Copy the passage on Greek mythology books word for word, starting at "As if any of" and ending at "sketch it out.".

SELECTION =
"""

Moving on into secondary and starting with a whopper. It’s not an exaggeration to say that these books changed the course of my time on this earth. Our Latin teacher in Year 5 (god, what a privileged way to start a sentence) would read us each a chapter of these books every lesson, from the origins of the Olympians in the first volume to the end of the Heroic age with Odysseus’ tragic death in the second. This was, in essence, my Mythos, my Percy Jackson; the beginning of my fascination with Greek mythology, and from that, the beginning of my willingness to take those lessons more seriously, pick them for GCSE and A Level, apply to and study Classics at Warwick, and from there use that experience to begin the start of my career and adult life. These books influenced how I grew up as a child, a teenager, and ultimately the man I became. Because of them, I ended up in the university I did, and experienced the friendships, relationships and regrets that every 18 year old does as a student. And sure enough, having returned to the Classical world these last few years and taken up writing again, it’s likely that they are going to affect my life going forward.

A rather sobering thought, all things considered.

I still have my prep-school copies of these books – with those exact same covers – and rereading them yet again after so long has been as enjoyable as it has nostalgic. For books that came out in the 50s, they have aged surprisingly well, and while they lack some of the more modern character focus and nuance as more contemporary equivalents do, I think they are going to hold up in ways that more modern retellings may well not. In terms of practicalities, the scope of material they cover is extreme (pretty much every major literary text and drama I can think of, bar a few), but all woven together so deftly and so lightly that you wouldn’t realise you are getting a potted yet informative summary of the entire Greek mythological canon.

Anne Carson – H of H Playbook

As if any of Anne Carson’s work needs explaining. I can’t really say too much about this without spoiling what’s inside. But this playbook (if you can even call it that) examines and deconstructs the legend of Heracles in a way that transcends time, genre, and even storytelling form. A host of original ‘Heraclesian’ characters show up alongside the big man himself, but for me the shining core of this story (aside from page after page of Carson’s hauntingly beautiful lyricism) is the relationship between Heracles and Theseus. Not a simple relationship, by any means, and certainly not without its ups and downs, but a touching one regardless. Heracles and Theseus’ bond (or what it used to be, at least) is quite an important note in Shadow – even if I took it in a radically different direction from Carson’s – and this playbook was a great help to sketch it out.

"""

DATASET ROWS =
"""

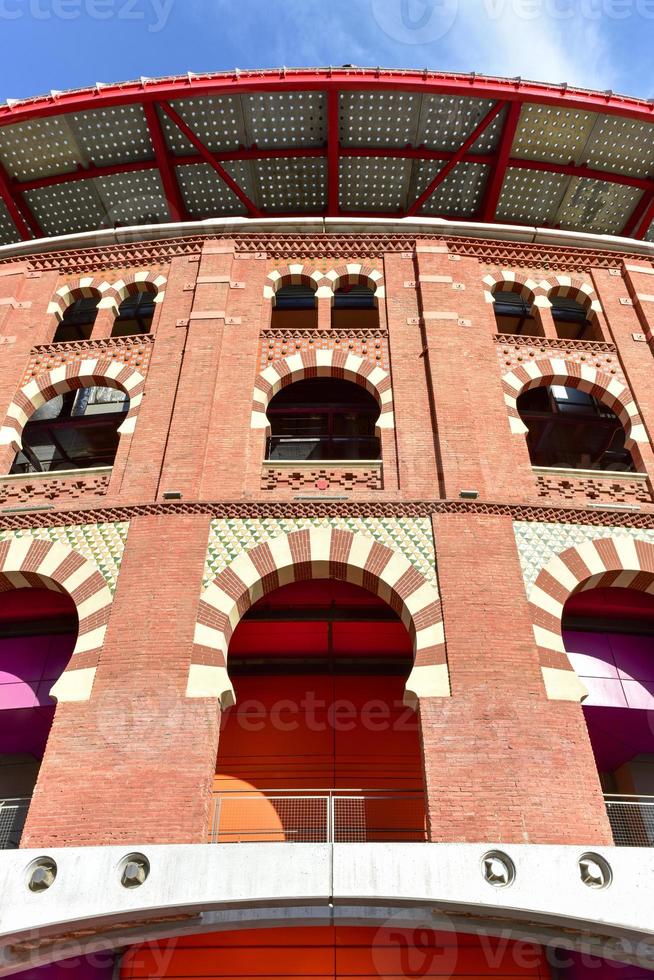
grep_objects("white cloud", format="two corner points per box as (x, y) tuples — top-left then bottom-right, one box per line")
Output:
(443, 0), (616, 89)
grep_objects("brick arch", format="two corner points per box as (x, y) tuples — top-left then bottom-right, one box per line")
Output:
(263, 262), (332, 305)
(483, 269), (549, 306)
(540, 275), (602, 319)
(0, 534), (113, 702)
(111, 270), (167, 307)
(0, 358), (145, 452)
(48, 276), (117, 321)
(502, 358), (648, 449)
(251, 350), (394, 429)
(326, 262), (385, 303)
(187, 527), (450, 706)
(529, 534), (654, 701)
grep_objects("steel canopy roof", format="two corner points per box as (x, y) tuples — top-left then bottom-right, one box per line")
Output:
(0, 67), (654, 244)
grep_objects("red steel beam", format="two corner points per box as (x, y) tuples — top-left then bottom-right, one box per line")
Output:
(0, 68), (654, 126)
(479, 102), (521, 221)
(632, 194), (654, 241)
(0, 163), (43, 242)
(620, 189), (654, 238)
(327, 89), (340, 215)
(406, 102), (506, 218)
(143, 102), (188, 222)
(161, 102), (261, 218)
(16, 146), (654, 194)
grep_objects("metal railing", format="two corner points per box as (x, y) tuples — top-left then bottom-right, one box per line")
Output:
(209, 789), (427, 844)
(0, 796), (31, 851)
(604, 793), (654, 847)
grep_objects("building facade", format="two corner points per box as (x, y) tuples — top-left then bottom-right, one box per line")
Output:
(0, 69), (654, 980)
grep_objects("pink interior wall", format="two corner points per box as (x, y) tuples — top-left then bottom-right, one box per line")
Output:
(0, 633), (76, 759)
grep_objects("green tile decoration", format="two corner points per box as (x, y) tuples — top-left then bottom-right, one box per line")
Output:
(513, 521), (654, 595)
(203, 517), (437, 587)
(0, 521), (129, 595)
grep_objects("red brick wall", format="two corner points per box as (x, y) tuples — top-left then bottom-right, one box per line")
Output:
(22, 517), (220, 847)
(0, 234), (654, 847)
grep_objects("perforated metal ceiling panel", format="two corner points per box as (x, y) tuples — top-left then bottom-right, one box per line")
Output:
(557, 177), (640, 234)
(94, 170), (169, 225)
(0, 201), (20, 245)
(418, 162), (488, 218)
(0, 116), (83, 180)
(416, 95), (503, 153)
(338, 92), (421, 146)
(340, 157), (411, 212)
(497, 168), (570, 225)
(159, 96), (245, 156)
(511, 105), (597, 163)
(255, 157), (327, 212)
(0, 67), (654, 242)
(585, 116), (654, 177)
(25, 180), (110, 235)
(67, 105), (153, 167)
(177, 163), (246, 218)
(243, 92), (327, 150)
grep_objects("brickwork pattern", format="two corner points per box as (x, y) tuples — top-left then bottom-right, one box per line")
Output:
(252, 348), (393, 429)
(529, 535), (654, 673)
(264, 260), (384, 302)
(48, 270), (166, 320)
(193, 525), (446, 684)
(0, 231), (654, 848)
(0, 526), (126, 671)
(0, 470), (111, 507)
(21, 334), (154, 385)
(259, 329), (389, 371)
(484, 269), (602, 318)
(261, 464), (383, 491)
(0, 358), (145, 451)
(203, 505), (437, 588)
(495, 333), (627, 370)
(502, 357), (648, 448)
(536, 472), (652, 504)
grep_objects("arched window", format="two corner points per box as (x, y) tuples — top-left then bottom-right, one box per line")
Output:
(11, 387), (129, 473)
(562, 587), (654, 847)
(517, 385), (636, 472)
(54, 296), (100, 344)
(271, 284), (318, 329)
(266, 378), (380, 460)
(210, 579), (425, 843)
(0, 588), (78, 849)
(111, 290), (155, 337)
(332, 285), (379, 329)
(550, 296), (602, 340)
(493, 291), (543, 337)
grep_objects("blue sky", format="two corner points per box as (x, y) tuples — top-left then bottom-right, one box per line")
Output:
(0, 0), (654, 101)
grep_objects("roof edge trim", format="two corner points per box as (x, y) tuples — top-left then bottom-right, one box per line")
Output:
(0, 217), (654, 262)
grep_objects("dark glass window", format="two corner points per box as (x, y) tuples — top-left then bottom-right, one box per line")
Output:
(111, 292), (155, 337)
(267, 378), (380, 460)
(275, 285), (316, 310)
(54, 296), (99, 343)
(493, 292), (542, 337)
(334, 286), (375, 310)
(518, 385), (635, 472)
(11, 388), (129, 473)
(551, 296), (602, 340)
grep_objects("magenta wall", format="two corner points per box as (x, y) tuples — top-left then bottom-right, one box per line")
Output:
(0, 633), (76, 759)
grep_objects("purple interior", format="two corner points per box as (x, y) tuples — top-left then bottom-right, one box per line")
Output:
(9, 950), (115, 980)
(557, 950), (654, 980)
(563, 626), (654, 772)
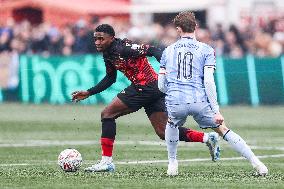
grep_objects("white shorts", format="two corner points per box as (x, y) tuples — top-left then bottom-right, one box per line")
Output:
(166, 102), (220, 129)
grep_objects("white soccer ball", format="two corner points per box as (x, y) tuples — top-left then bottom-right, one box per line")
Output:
(58, 149), (82, 172)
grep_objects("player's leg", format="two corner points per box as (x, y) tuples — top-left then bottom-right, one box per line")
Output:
(214, 123), (268, 176)
(144, 97), (215, 143)
(85, 86), (141, 172)
(192, 103), (267, 174)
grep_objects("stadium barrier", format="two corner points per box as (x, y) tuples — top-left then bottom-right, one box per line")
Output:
(0, 55), (284, 106)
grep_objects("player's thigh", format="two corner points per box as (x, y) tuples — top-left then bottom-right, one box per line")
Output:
(101, 97), (135, 119)
(190, 102), (219, 129)
(164, 104), (189, 127)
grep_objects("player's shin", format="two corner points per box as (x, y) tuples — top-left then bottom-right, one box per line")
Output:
(165, 123), (179, 176)
(101, 118), (116, 160)
(165, 123), (179, 163)
(223, 130), (267, 174)
(179, 127), (205, 142)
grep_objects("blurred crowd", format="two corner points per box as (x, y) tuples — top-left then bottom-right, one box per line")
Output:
(0, 17), (284, 58)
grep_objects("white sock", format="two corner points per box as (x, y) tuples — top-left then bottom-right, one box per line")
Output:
(203, 133), (209, 143)
(165, 123), (179, 163)
(224, 130), (260, 167)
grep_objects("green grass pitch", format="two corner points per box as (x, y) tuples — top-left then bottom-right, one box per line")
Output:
(0, 104), (284, 189)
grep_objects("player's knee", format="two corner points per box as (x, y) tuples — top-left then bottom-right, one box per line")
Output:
(156, 128), (165, 140)
(101, 108), (114, 119)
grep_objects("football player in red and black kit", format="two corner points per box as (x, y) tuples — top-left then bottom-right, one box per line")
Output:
(72, 24), (219, 172)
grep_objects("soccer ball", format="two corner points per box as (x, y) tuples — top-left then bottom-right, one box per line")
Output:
(58, 149), (82, 172)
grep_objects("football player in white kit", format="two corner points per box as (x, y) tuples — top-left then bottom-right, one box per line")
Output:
(158, 12), (268, 176)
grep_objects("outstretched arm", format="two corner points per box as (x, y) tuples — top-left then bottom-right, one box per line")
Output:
(121, 39), (162, 62)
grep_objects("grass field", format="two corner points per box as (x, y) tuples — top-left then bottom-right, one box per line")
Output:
(0, 104), (284, 189)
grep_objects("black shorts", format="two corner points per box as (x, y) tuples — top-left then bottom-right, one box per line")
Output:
(117, 81), (166, 117)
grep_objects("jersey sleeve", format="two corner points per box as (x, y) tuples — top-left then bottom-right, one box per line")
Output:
(160, 49), (167, 68)
(204, 47), (216, 69)
(121, 39), (162, 61)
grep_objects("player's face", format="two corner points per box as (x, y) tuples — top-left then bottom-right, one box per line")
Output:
(94, 32), (114, 52)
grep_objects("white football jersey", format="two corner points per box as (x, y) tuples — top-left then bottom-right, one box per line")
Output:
(161, 37), (216, 104)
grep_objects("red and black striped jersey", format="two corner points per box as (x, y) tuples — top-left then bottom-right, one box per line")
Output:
(103, 38), (159, 85)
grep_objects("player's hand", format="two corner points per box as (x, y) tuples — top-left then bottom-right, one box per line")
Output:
(72, 91), (90, 102)
(214, 113), (224, 125)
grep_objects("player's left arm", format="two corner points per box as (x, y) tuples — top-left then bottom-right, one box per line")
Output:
(204, 48), (220, 114)
(121, 40), (162, 62)
(158, 50), (167, 93)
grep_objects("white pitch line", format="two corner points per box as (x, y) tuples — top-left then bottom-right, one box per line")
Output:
(0, 140), (284, 151)
(0, 154), (284, 167)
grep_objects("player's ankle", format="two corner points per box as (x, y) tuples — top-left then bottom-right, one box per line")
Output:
(102, 156), (112, 162)
(203, 133), (209, 143)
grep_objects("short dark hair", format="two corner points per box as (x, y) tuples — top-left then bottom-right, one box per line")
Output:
(95, 24), (115, 36)
(173, 11), (196, 33)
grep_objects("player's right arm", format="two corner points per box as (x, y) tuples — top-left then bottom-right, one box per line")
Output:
(158, 50), (167, 93)
(72, 61), (117, 102)
(121, 39), (162, 62)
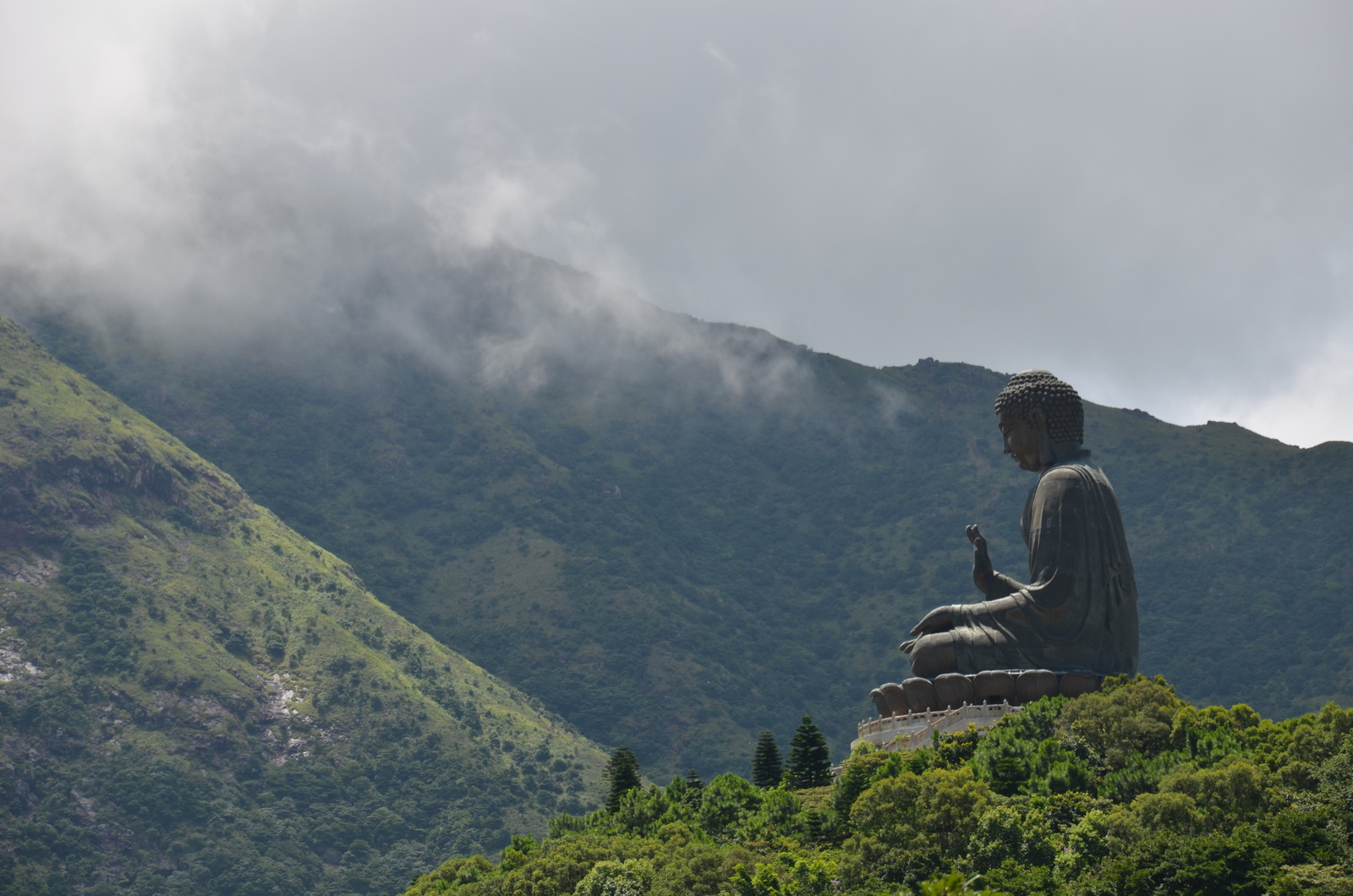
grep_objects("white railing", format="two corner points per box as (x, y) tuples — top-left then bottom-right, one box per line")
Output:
(851, 701), (1023, 750)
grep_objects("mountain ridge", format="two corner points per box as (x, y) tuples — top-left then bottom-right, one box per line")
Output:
(0, 320), (605, 894)
(5, 249), (1353, 774)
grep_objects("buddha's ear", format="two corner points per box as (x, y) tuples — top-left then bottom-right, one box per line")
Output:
(1027, 407), (1055, 468)
(1024, 407), (1047, 433)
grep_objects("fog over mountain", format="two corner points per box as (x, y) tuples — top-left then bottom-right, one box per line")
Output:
(0, 2), (1353, 445)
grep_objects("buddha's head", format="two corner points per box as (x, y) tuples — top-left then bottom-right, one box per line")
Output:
(996, 371), (1085, 471)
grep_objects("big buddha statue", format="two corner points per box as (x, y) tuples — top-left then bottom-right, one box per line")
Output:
(898, 371), (1137, 690)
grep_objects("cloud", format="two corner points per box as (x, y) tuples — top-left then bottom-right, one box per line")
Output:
(0, 0), (1353, 441)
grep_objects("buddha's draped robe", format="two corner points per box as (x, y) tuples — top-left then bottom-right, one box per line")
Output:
(952, 451), (1137, 675)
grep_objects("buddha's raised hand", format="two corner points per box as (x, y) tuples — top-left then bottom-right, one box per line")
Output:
(966, 525), (996, 594)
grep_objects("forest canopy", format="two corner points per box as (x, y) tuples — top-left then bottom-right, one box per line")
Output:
(408, 675), (1353, 896)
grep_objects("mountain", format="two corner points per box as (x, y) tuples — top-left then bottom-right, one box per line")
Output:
(15, 252), (1353, 775)
(0, 320), (605, 896)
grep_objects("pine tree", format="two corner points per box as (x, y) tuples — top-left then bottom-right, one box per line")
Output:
(602, 747), (643, 812)
(785, 716), (832, 790)
(753, 731), (785, 788)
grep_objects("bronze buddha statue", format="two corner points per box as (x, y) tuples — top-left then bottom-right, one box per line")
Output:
(903, 371), (1138, 682)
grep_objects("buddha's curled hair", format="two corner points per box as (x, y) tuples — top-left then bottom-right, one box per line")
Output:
(996, 371), (1085, 445)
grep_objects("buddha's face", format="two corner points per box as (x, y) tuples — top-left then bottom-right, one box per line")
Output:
(996, 407), (1044, 473)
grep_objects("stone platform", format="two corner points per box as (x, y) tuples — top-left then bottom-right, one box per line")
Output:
(868, 669), (1103, 718)
(850, 702), (1023, 750)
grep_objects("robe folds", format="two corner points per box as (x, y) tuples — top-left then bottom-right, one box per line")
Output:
(952, 451), (1138, 675)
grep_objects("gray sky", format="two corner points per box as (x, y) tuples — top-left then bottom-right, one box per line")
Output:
(0, 0), (1353, 445)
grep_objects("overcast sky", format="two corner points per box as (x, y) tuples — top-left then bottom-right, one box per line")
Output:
(0, 0), (1353, 445)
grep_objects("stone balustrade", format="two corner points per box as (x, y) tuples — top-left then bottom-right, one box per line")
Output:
(850, 701), (1023, 750)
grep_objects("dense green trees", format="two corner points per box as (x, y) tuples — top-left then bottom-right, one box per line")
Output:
(785, 716), (832, 790)
(410, 677), (1353, 896)
(753, 731), (785, 788)
(604, 747), (644, 812)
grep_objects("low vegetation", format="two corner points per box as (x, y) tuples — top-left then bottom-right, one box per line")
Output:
(0, 320), (605, 896)
(21, 293), (1353, 777)
(408, 677), (1353, 896)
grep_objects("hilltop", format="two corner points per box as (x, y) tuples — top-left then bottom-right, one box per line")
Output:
(0, 318), (605, 896)
(5, 248), (1353, 774)
(408, 675), (1353, 896)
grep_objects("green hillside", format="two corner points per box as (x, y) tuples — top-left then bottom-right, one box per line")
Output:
(408, 675), (1353, 896)
(0, 320), (605, 896)
(13, 255), (1353, 775)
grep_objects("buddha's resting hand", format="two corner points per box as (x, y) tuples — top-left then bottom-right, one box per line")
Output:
(909, 606), (954, 636)
(966, 525), (996, 596)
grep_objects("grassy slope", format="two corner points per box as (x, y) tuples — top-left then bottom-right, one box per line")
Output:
(0, 320), (604, 893)
(18, 303), (1353, 774)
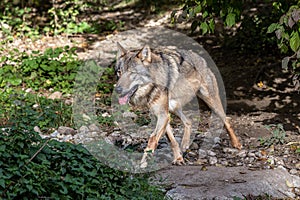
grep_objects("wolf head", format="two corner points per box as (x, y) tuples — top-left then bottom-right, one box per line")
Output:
(115, 43), (153, 104)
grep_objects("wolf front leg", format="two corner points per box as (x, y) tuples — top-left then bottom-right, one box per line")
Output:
(166, 123), (184, 165)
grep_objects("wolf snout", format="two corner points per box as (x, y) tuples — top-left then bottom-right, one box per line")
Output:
(115, 86), (123, 94)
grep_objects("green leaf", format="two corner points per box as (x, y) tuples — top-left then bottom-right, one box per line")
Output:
(200, 22), (209, 35)
(282, 56), (290, 70)
(208, 19), (215, 33)
(191, 20), (199, 33)
(8, 77), (22, 86)
(0, 179), (5, 188)
(267, 23), (279, 33)
(225, 13), (235, 27)
(290, 31), (300, 52)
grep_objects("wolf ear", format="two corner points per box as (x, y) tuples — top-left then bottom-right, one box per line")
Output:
(138, 45), (151, 62)
(117, 42), (127, 58)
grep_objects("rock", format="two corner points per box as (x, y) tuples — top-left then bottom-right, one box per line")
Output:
(122, 111), (138, 119)
(155, 166), (300, 200)
(79, 126), (89, 134)
(248, 152), (255, 157)
(208, 157), (218, 165)
(89, 124), (100, 132)
(223, 147), (239, 154)
(207, 150), (216, 156)
(237, 150), (247, 158)
(33, 126), (42, 134)
(190, 142), (199, 150)
(290, 169), (298, 174)
(198, 149), (207, 159)
(57, 126), (75, 135)
(48, 91), (62, 100)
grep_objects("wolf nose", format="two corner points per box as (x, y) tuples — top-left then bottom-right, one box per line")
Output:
(115, 86), (123, 94)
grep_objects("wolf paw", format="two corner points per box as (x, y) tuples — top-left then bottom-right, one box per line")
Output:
(231, 141), (243, 150)
(172, 156), (184, 165)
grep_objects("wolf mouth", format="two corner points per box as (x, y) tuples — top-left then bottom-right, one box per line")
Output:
(119, 85), (138, 105)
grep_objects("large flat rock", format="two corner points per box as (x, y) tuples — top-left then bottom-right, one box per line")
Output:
(156, 166), (300, 200)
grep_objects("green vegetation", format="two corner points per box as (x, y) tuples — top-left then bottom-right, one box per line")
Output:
(0, 46), (82, 93)
(0, 125), (164, 199)
(259, 124), (286, 147)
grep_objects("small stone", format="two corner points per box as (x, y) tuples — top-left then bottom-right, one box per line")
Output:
(237, 150), (247, 158)
(62, 135), (73, 142)
(57, 126), (75, 135)
(207, 150), (216, 156)
(25, 88), (32, 93)
(214, 137), (221, 144)
(248, 152), (255, 157)
(33, 126), (42, 134)
(79, 126), (89, 134)
(208, 157), (218, 165)
(48, 91), (62, 100)
(223, 147), (239, 154)
(188, 151), (197, 157)
(198, 149), (207, 159)
(290, 169), (298, 174)
(50, 130), (59, 138)
(122, 111), (138, 119)
(190, 142), (199, 150)
(220, 160), (228, 166)
(195, 158), (207, 165)
(89, 124), (100, 132)
(255, 151), (262, 158)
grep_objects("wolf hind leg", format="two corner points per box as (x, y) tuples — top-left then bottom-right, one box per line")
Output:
(197, 88), (242, 149)
(174, 108), (192, 152)
(141, 93), (169, 168)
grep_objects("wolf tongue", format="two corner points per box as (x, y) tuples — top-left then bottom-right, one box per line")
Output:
(119, 94), (129, 105)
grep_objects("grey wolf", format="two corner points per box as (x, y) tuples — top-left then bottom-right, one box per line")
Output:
(115, 43), (242, 167)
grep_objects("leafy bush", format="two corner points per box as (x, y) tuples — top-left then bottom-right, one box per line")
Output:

"""

EXERCISE ANSWER =
As if any of Anne Carson’s work needs explaining. I can’t really say too much about this without spoiling what’s inside. But this playbook (if you can even call it that) examines and deconstructs the legend of Heracles in a way that transcends time, genre, and even storytelling form. A host of original ‘Heraclesian’ characters show up alongside the big man himself, but for me the shining core of this story (aside from page after page of Carson’s hauntingly beautiful lyricism) is the relationship between Heracles and Theseus. Not a simple relationship, by any means, and certainly not without its ups and downs, but a touching one regardless. Heracles and Theseus’ bond (or what it used to be, at least) is quite an important note in Shadow – even if I took it in a radically different direction from Carson’s – and this playbook was a great help to sketch it out.